Listing ::

++++

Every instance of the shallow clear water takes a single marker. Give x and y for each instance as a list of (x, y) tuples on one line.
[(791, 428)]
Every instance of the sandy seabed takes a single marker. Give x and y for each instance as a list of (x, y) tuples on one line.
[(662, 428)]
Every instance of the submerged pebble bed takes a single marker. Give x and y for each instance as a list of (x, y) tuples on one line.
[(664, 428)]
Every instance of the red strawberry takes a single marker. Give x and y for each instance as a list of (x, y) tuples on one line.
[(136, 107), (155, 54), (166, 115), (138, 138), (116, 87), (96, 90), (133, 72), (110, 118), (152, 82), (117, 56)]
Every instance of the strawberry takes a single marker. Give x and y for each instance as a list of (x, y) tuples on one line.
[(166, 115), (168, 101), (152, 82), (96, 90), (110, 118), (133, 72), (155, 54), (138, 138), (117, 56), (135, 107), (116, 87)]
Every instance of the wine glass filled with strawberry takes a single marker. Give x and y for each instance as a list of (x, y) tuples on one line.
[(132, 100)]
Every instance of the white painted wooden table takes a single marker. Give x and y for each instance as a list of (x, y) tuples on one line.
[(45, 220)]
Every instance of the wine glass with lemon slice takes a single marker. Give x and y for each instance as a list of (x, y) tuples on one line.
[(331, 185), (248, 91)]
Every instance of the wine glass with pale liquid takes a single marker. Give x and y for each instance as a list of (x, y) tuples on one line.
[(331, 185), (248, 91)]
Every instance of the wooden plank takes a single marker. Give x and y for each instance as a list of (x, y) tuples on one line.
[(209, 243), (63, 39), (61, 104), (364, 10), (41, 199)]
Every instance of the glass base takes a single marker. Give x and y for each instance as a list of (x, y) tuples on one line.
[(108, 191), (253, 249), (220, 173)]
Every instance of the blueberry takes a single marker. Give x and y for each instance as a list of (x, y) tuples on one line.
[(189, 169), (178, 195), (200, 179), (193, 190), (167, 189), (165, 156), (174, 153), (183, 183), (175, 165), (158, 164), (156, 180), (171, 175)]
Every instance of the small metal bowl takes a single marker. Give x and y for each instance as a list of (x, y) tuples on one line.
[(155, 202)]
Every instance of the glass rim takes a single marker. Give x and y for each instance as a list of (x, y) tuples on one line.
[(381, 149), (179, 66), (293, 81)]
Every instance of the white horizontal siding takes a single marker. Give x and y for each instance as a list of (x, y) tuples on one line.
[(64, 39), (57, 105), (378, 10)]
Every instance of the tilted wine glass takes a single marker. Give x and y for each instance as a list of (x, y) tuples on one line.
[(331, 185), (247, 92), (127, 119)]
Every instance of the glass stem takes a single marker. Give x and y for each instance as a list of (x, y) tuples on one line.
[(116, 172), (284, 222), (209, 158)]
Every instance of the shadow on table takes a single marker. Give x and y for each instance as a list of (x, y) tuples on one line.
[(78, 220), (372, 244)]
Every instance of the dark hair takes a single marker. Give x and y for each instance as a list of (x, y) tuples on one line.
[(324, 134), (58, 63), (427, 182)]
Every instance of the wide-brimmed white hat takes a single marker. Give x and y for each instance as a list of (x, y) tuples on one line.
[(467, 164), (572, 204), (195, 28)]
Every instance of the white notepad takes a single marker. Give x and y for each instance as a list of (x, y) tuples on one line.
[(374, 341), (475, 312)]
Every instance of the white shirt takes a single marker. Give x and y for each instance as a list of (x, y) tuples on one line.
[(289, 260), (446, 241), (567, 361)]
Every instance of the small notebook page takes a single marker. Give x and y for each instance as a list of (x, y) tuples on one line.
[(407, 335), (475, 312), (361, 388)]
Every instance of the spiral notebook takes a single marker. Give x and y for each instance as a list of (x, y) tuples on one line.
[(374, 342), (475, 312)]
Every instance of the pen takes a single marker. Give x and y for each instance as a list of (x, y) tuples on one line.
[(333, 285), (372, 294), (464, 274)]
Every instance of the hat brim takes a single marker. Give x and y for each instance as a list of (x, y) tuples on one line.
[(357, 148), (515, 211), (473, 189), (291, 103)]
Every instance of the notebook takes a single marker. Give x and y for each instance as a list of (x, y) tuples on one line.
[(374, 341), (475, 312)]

++++

Request ::
Return every item above word for word, in the same order.

Result ::
Every instance of the shallow clear water takes a single marker. Give x and y for each instance as a list of (x, y) tuples on one line.
[(791, 428)]
Every instance of the sandy seabed takes a single marker. Give x and y for each instance as a list of (x, y) tuples on one line.
[(662, 428)]
Every instance of the submerged pebble bed takes a single marker. Give x and y for each instance as a list of (x, y) tuples on one line.
[(664, 428)]
Every instance of the red strawberry takes a single marker. Give x and y for each instance as a list of (x, y) tuples on one line.
[(136, 107), (155, 54), (166, 115), (138, 138), (116, 87), (96, 90), (133, 72), (110, 118), (152, 82), (117, 56)]
Every instance of the strawberry takes a single marker. Give x and y for each instance as a list of (x, y) tuples on one line.
[(166, 115), (168, 101), (152, 82), (96, 90), (110, 118), (133, 72), (155, 54), (138, 138), (117, 56), (135, 107), (116, 87)]
Every instance of the wine glass filled with strawberry takes a single marker. Give x and y for each instance as a list of (x, y) tuples on one line.
[(132, 100)]
Every instance of the white painted wooden table takes a single marker. Give x and y for each instance as a list of (x, y) tuples on one line.
[(45, 220)]
Every instance of the wine glass with lemon slice takes a single marker. Give x and y for each instance as a list of (x, y) tuples on one line.
[(331, 185), (248, 91)]
Every instance of the wine glass with pale liquid takes a single marker. Give x and y for each instance as a list of (x, y) tuples on one line.
[(331, 185), (248, 91)]
Every instance of the wooden plank takes a single marker. Give x and y for each instance as a list of (x, y) tuples on one line.
[(209, 243), (63, 39), (61, 104), (364, 10), (41, 199)]
Every instance of the glass base takes a single marker. Give x and y for each instance as a list of (x, y) tuples on one line.
[(108, 191), (253, 249), (220, 173)]
Every instance of the blueberry takes a single marker. Give x and y for each instance as a list of (x, y) tuples on one line.
[(189, 169), (178, 195), (200, 179), (193, 190), (167, 189), (165, 156), (174, 153), (183, 183), (175, 165), (158, 164), (156, 180), (171, 175)]
Every instance of the small metal bowl takes a single marker. Give x and y for each instance as a list of (x, y) tuples on one line.
[(155, 202)]
Every instance of the glass rim takes a single marker. Give x and y for each instance as a list of (x, y) tuples on one line.
[(381, 149), (179, 66), (293, 81)]
Every instance of the white horizontal siding takes a single marker. Give x and y for each instance as a list of (x, y) tuples on one line.
[(64, 39), (57, 105), (378, 10)]
Every instance of the tilted wine glass takes a single marker. Give x and y for each instance as a list of (x, y) tuples on one line.
[(331, 185), (247, 92), (127, 119)]
Every instance of the glass stem takes a single marker. Give x and y for each instance as a list of (x, y) tuples on one line.
[(116, 172), (284, 222), (209, 158)]
Every instance of the shadow on table takes a single marker. Give x and y for each instance as a list of (x, y) tuples on one line.
[(78, 220), (372, 244)]
Every instance of the dark hair takes a single marker. Give x and y for each instance as a list of (x, y) tuples on one line.
[(324, 134), (58, 63), (427, 182)]
Every instance of the wide-brimmed white hat takes a single marker. Give x and y for each instance as a list of (x, y) tuples on one line.
[(467, 164), (572, 204), (195, 28)]
Every instance of the white notepad takes a single marker. Give x and y for each instance as a list of (x, y) tuples on one line.
[(374, 341), (475, 312)]
Every instance of the white shirt takes a single marker. Give x and y for each instance as a list of (x, y) tuples on one line.
[(289, 260), (446, 241), (567, 361)]
Every instance of the small notebook page takes a single marker. Give x and y for each instance as a list of (x, y) tuples on one line.
[(407, 335), (475, 312), (361, 388)]
Every instance of the spiral notebook takes a single marker. Give x and y for each instance as a list of (x, y) tuples on one line.
[(374, 342), (475, 312)]
Every instance of the pen takes a single marker. Give x and y for each instance as a list of (x, y) tuples on one line.
[(333, 285), (372, 294), (464, 274)]
Every instance of the hat brim takes a single marker. Give x and y for each instance as a list of (x, y) tuples on one line.
[(357, 148), (515, 211), (473, 189), (291, 103)]
Every instance of the notebook takes a single marker. Give x and y for each instance as a list of (x, y) tuples on one line.
[(374, 341), (475, 312)]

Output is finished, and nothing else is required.